------ STORED ROWS ------

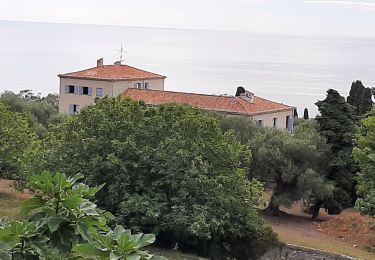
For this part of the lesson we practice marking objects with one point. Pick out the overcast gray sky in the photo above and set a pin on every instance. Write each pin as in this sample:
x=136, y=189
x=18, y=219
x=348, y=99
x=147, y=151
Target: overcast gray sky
x=301, y=17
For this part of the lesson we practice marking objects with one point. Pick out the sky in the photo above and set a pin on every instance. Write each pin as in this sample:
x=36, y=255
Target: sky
x=344, y=18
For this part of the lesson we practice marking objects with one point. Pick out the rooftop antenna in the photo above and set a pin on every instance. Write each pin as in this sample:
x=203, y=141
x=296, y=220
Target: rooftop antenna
x=121, y=51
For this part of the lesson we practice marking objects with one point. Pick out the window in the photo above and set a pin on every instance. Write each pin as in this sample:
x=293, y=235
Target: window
x=73, y=108
x=99, y=92
x=287, y=122
x=85, y=90
x=70, y=89
x=274, y=122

------

Copy out the lines starting at the one containing "out the sky" and ending with the last line of the entries. Include nothing else.

> **SOLVED PROBLEM**
For this part of the lesson we practice marking objects with one point. Pick out the sky in the photo above and set a pin on every instance. Write each pin as in this sample:
x=36, y=255
Target: sky
x=344, y=18
For this part of the lesson we practice marking objects with one point. Pick out the rooftop antenna in the photo above and set a pin on every instance. Write each pin as in this sample:
x=203, y=141
x=296, y=220
Target: rooftop antenna
x=121, y=51
For this part of the lesson we practice marking objects with one point. Pick out the window in the photo above and set a pin on every instance. Write each pin as in this sample:
x=293, y=235
Target: window
x=73, y=108
x=99, y=92
x=287, y=122
x=85, y=90
x=70, y=89
x=274, y=122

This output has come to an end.